[[ Records open ]]

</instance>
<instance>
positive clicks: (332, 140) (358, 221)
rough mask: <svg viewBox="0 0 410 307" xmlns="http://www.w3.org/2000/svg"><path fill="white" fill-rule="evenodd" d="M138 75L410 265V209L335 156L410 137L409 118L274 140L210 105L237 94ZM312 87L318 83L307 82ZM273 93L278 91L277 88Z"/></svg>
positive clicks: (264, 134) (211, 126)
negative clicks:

[[ Records closed ]]
[[ Records open ]]

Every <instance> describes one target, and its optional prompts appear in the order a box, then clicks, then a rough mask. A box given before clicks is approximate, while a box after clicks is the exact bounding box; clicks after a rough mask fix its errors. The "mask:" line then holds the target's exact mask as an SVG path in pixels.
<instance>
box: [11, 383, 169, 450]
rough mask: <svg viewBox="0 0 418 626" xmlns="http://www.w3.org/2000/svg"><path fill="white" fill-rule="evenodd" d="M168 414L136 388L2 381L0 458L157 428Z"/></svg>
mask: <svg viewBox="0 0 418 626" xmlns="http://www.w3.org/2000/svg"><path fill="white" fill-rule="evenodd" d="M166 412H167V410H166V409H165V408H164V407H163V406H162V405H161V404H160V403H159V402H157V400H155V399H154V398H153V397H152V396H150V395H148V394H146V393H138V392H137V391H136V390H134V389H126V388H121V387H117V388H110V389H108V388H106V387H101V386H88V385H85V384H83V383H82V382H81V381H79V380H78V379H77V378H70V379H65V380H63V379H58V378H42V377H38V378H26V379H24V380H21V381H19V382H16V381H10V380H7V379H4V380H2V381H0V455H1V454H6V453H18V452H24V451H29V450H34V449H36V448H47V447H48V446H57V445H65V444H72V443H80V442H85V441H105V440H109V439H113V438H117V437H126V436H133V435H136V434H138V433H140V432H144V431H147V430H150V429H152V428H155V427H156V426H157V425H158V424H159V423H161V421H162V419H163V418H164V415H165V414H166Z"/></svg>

[[ Records closed ]]

Only the lines containing the string "clicks" are needed; pull them out of the records.

positive clicks: (332, 140) (358, 221)
positive clicks: (264, 134) (211, 126)
negative clicks:
Every <instance> describes one target, and its optional prompts appear in the order a box, then clicks, then a rough mask. A box given before clicks is approximate, while a box after clicks is the exact bounding box; clicks after a rough mask fix its errors. The "mask:" line then holds the target's exact mask as an SVG path in pixels.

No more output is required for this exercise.